── DATA TO USE

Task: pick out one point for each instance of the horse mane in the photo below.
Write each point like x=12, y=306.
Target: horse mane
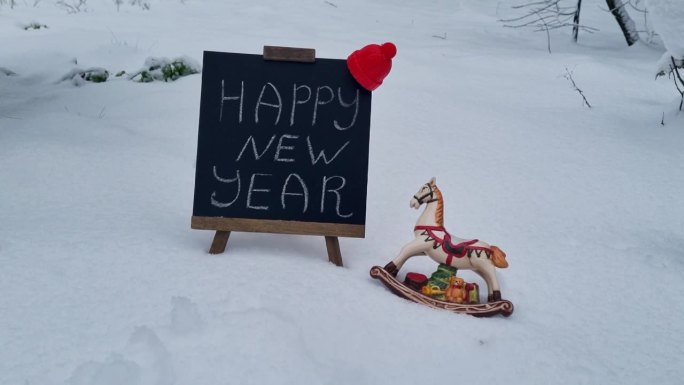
x=439, y=214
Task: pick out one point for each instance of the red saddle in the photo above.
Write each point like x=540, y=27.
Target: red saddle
x=452, y=250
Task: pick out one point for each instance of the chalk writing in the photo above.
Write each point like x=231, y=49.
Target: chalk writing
x=284, y=141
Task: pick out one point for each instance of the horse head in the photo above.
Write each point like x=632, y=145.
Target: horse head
x=426, y=194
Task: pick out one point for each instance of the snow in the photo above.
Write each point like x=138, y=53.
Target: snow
x=103, y=281
x=667, y=16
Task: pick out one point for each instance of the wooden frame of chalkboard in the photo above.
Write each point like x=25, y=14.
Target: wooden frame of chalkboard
x=282, y=147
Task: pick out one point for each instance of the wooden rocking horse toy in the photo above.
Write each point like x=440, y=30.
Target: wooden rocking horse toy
x=433, y=240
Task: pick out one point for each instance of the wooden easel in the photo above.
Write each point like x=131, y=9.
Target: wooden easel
x=332, y=243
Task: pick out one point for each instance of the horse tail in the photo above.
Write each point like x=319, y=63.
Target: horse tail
x=499, y=258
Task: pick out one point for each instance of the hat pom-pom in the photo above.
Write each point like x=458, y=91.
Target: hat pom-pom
x=389, y=50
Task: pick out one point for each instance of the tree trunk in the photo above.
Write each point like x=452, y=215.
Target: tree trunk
x=575, y=21
x=617, y=8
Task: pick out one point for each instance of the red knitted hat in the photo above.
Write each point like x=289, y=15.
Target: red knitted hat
x=371, y=64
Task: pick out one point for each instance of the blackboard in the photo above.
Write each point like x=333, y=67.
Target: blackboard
x=282, y=147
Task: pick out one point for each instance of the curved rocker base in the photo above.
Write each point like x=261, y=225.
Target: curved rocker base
x=488, y=309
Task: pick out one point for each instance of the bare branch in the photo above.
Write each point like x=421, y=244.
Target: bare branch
x=568, y=75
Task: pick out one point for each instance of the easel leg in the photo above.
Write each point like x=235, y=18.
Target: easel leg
x=334, y=253
x=218, y=246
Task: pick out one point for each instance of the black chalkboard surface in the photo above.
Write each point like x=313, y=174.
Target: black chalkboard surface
x=282, y=147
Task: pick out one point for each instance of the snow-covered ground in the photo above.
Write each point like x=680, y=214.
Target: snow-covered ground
x=103, y=282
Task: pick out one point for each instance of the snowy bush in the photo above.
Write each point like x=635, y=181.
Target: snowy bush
x=163, y=69
x=7, y=72
x=34, y=25
x=79, y=77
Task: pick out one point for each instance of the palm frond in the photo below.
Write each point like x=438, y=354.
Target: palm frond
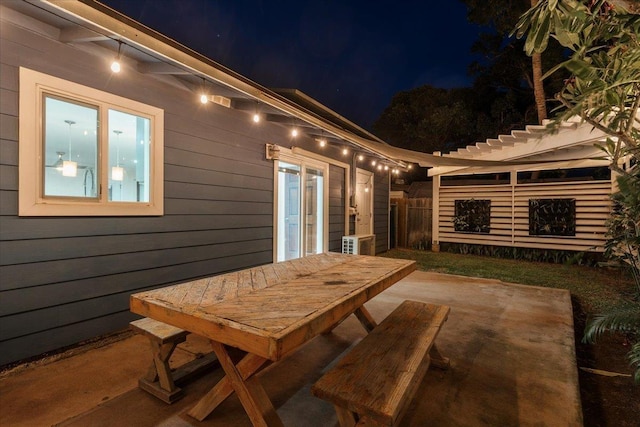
x=624, y=320
x=634, y=359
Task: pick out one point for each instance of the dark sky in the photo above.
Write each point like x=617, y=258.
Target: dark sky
x=352, y=56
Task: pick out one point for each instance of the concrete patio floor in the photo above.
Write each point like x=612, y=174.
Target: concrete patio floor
x=512, y=364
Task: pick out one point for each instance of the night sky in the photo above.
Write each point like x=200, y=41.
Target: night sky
x=352, y=56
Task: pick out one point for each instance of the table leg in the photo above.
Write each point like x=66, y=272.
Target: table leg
x=239, y=378
x=365, y=318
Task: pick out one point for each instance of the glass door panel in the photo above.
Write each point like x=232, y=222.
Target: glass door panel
x=288, y=216
x=314, y=210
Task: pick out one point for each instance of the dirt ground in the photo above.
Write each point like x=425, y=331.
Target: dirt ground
x=606, y=400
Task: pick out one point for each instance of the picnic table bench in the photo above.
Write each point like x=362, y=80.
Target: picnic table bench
x=160, y=380
x=374, y=383
x=269, y=312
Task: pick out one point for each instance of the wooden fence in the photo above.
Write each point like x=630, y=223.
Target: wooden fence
x=411, y=223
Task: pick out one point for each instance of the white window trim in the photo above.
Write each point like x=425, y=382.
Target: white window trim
x=290, y=156
x=30, y=199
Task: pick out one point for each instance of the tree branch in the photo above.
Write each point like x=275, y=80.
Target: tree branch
x=634, y=108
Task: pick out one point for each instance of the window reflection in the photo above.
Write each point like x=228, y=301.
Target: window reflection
x=70, y=140
x=129, y=140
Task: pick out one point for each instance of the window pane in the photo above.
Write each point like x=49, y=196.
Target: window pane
x=314, y=215
x=288, y=211
x=70, y=141
x=129, y=173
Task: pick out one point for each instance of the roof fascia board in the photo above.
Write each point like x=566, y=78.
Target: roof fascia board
x=133, y=32
x=569, y=164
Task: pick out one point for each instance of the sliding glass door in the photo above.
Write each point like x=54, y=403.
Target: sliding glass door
x=301, y=212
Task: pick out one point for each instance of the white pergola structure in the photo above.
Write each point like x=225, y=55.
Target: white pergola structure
x=574, y=145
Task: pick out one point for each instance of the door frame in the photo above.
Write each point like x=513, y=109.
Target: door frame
x=304, y=161
x=371, y=199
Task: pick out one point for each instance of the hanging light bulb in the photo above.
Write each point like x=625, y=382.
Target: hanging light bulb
x=204, y=98
x=256, y=115
x=115, y=65
x=117, y=172
x=69, y=167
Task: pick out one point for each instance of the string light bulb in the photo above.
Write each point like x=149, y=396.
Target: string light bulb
x=115, y=65
x=204, y=98
x=256, y=115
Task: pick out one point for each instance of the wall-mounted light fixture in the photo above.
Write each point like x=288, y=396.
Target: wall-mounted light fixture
x=115, y=65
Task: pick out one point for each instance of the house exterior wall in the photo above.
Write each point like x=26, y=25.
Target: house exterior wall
x=510, y=214
x=68, y=279
x=381, y=207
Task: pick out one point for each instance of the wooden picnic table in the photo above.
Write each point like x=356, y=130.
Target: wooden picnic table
x=269, y=312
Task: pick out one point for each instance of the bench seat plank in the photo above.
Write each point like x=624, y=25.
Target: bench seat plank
x=377, y=377
x=159, y=331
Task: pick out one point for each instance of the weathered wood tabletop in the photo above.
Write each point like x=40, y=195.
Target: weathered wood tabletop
x=269, y=311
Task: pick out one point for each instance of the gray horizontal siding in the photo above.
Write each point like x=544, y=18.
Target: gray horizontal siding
x=336, y=207
x=68, y=279
x=381, y=210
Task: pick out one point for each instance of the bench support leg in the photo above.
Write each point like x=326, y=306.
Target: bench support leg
x=365, y=318
x=438, y=360
x=158, y=380
x=346, y=418
x=239, y=378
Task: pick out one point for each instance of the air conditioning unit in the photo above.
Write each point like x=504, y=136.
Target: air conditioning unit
x=361, y=244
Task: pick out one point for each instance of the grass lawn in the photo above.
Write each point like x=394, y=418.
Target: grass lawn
x=593, y=289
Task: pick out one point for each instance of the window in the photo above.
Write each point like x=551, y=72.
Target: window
x=472, y=216
x=301, y=208
x=71, y=165
x=552, y=217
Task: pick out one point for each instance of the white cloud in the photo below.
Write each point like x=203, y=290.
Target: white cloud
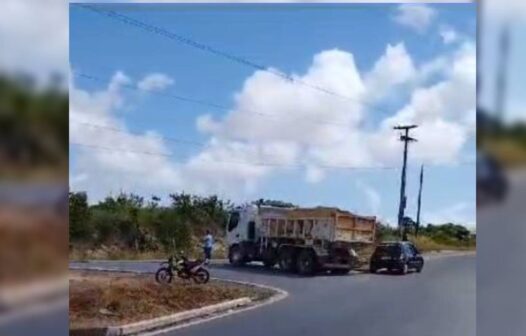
x=459, y=213
x=393, y=68
x=373, y=197
x=449, y=35
x=155, y=82
x=415, y=16
x=277, y=125
x=314, y=174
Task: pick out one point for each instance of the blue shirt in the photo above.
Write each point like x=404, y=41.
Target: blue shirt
x=209, y=241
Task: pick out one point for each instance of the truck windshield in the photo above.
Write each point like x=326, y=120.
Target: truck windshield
x=234, y=220
x=388, y=250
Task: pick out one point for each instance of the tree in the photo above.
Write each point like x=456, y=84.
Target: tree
x=79, y=221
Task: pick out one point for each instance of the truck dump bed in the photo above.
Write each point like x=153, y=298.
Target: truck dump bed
x=330, y=224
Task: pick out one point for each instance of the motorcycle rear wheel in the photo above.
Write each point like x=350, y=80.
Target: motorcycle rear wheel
x=164, y=275
x=201, y=276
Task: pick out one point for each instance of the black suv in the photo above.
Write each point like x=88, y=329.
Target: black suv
x=396, y=256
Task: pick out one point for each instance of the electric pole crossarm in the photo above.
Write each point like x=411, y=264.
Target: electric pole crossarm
x=401, y=209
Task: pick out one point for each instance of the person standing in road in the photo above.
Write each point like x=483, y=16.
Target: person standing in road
x=208, y=244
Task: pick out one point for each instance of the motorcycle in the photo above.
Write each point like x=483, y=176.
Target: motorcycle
x=183, y=268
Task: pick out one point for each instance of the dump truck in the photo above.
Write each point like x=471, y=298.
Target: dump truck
x=301, y=240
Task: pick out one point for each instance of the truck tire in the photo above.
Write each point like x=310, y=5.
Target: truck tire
x=287, y=262
x=235, y=256
x=340, y=271
x=306, y=263
x=269, y=263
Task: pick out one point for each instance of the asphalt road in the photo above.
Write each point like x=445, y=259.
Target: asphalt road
x=49, y=319
x=440, y=301
x=501, y=266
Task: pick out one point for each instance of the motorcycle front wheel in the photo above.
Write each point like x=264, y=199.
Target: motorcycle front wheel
x=163, y=275
x=201, y=276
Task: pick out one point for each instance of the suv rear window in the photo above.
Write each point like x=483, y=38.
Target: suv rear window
x=387, y=250
x=234, y=220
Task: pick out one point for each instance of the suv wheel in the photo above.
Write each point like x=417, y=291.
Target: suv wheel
x=404, y=269
x=306, y=263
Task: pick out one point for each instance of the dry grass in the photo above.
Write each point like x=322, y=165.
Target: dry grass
x=132, y=298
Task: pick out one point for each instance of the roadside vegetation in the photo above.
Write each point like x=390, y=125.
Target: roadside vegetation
x=33, y=129
x=505, y=142
x=102, y=299
x=128, y=226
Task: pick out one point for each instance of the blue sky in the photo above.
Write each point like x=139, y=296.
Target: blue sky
x=400, y=60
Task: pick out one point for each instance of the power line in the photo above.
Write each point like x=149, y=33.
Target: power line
x=264, y=164
x=206, y=103
x=217, y=52
x=137, y=133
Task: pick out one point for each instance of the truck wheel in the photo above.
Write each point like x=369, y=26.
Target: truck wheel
x=306, y=263
x=269, y=263
x=286, y=260
x=235, y=256
x=341, y=271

────

**GOAL OF THE EXERCISE**
Reproduce, character for character, only the lines of the preceding data that start at the line with "rear window in the photo above." and end at the line with "blue sky in the photo above.", both included.

**ANSWER BELOW**
Task: pick out one point for each instance of the suv rear window in the photo above.
Write each point like x=483, y=38.
Target: suv rear window
x=387, y=250
x=234, y=220
Task: pick out one point for each instance of the suv wheel in the photo above.
Write each point like x=417, y=291.
Target: suv wheel
x=404, y=269
x=306, y=263
Task: pick out one point for each instance of the dry grass in the photo above.
Write each point like x=322, y=165.
Target: dry grass
x=132, y=298
Task: pick out one point for each instance of the roadside vegetation in the photo above.
Write each point like x=390, y=125.
Target: roadside vegetation
x=33, y=129
x=505, y=142
x=102, y=299
x=128, y=226
Task: pick out one point for each instance of the blue sky in the photo above.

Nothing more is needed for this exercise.